Text passage:
□ □ □ □

The history of recording is often characterized as a history 
of improving audio quality whereas the notion of sonic 
cartoons requires us to re-think it as a history of clarity 
and the creation of schematic representations. Using the 
ecological approach to perception and embodied 
cognition, we will consider the invariant properties of 
various acoustic phenomena as a way of developing a 
range of strategies for semantic audio processing. In this 
context, semantic audio processing refers to plug-ins that 
utilize semantic descriptors to control multiple parameters. 
An example of this might be Waves’ Tony Maserati 
Signature Series which provide controls with labels such 
as ‘thump’ and ‘snap’. The notion of sonic cartoons 
provides a framework for a much more nuanced 
application of this approach. 

1. SONIC CARTOONS 

One of the characteristics that differentiates humans from 
other primates is the development of representational 
systems, such as language and visual art, in which symbols 
are understood to represent some aspect of our experience.

□ □ □ □

Stored data:
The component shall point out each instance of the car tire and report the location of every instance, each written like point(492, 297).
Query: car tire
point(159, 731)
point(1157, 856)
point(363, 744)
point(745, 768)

□ □ □ □

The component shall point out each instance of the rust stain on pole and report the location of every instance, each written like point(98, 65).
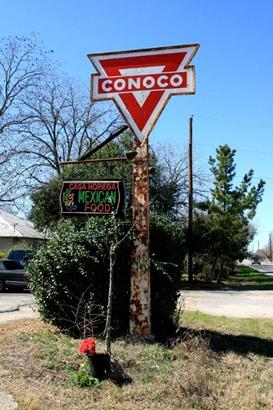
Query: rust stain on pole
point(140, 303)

□ □ □ □

Written exercise 1:
Answer these questions using the passage on sonic cartoons:
(a) In this context, what does semantic audio processing refer to?
(b) What labels are given as examples for the controls in Waves’ Tony Maserati Signature Series?
(c) What characteristic is said to differentiate humans from other primates?
Written exercise 2:
Render this sentence from the passage on sonic cartoons in Spanish: "In this context, semantic audio processing refers to plug-ins that utilize semantic descriptors to control multiple parameters."
Written exercise 3:
Print the part of the passage on sonic cartoons starting at "One of the characteristics" and ending at "of our experience.".
The rows have no connection to the text about sonic cartoons.

Worked solution 1:
(a) Plug-ins that utilize semantic descriptors to control multiple parameters.
(b) ‘Thump’ and ‘snap’.
(c) The development of representational systems, such as language and visual art, in which symbols are understood to represent some aspect of our experience.

Worked solution 2:
En este contexto, el procesamiento semántico de audio se refiere a plug-ins que utilizan descriptores semánticos para controlar múltiples parámetros.

Worked solution 3:
One of the characteristics that differentiates humans from 
other primates is the development of representational 
systems, such as language and visual art, in which symbols 
are understood to represent some aspect of our experience.